--- Task statement ---
Copy out every line of the material below word for word, leaving out the pictures.

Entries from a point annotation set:
========================================================================
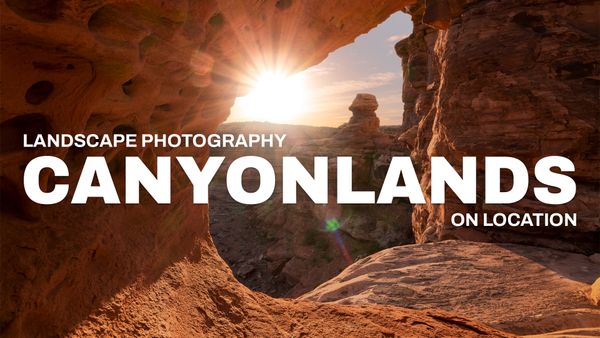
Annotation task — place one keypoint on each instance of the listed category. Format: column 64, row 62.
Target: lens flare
column 275, row 97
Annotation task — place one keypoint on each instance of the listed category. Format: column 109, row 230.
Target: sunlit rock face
column 485, row 281
column 151, row 66
column 506, row 78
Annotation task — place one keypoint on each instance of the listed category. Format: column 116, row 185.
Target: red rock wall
column 151, row 66
column 507, row 78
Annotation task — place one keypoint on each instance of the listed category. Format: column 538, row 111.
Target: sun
column 275, row 97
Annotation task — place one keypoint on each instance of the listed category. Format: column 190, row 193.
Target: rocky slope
column 516, row 288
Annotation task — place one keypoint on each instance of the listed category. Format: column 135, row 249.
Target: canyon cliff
column 505, row 78
column 492, row 77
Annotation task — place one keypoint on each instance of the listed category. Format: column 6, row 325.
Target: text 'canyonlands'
========================================================================
--- Answer ---
Annotation task — place one keypoint on each instance of the listed category. Format: column 64, row 62.
Target: lens flare
column 275, row 97
Annotation task — place one keypoint on each instance of the listed category. Format: column 109, row 230.
Target: sunlit rock face
column 485, row 281
column 151, row 66
column 506, row 78
Annotation task — place one keypoint on each instance of the listed category. Format: column 116, row 185.
Target: red rock wall
column 151, row 66
column 507, row 78
Annotation task — place one keypoint on each instance of the listed category. Format: column 538, row 111.
Target: sun
column 275, row 97
Annotation task — place one keypoint on each instance of the listed category. Format: column 190, row 193.
Target: rocky slope
column 516, row 288
Annotation task — place one keypoint on each instance of the listed category. Format: column 135, row 249.
Target: canyon cliff
column 505, row 78
column 492, row 77
Annotation task — place one keypoint on each instance of the listed category. Format: column 6, row 325.
Target: text 'canyonlands'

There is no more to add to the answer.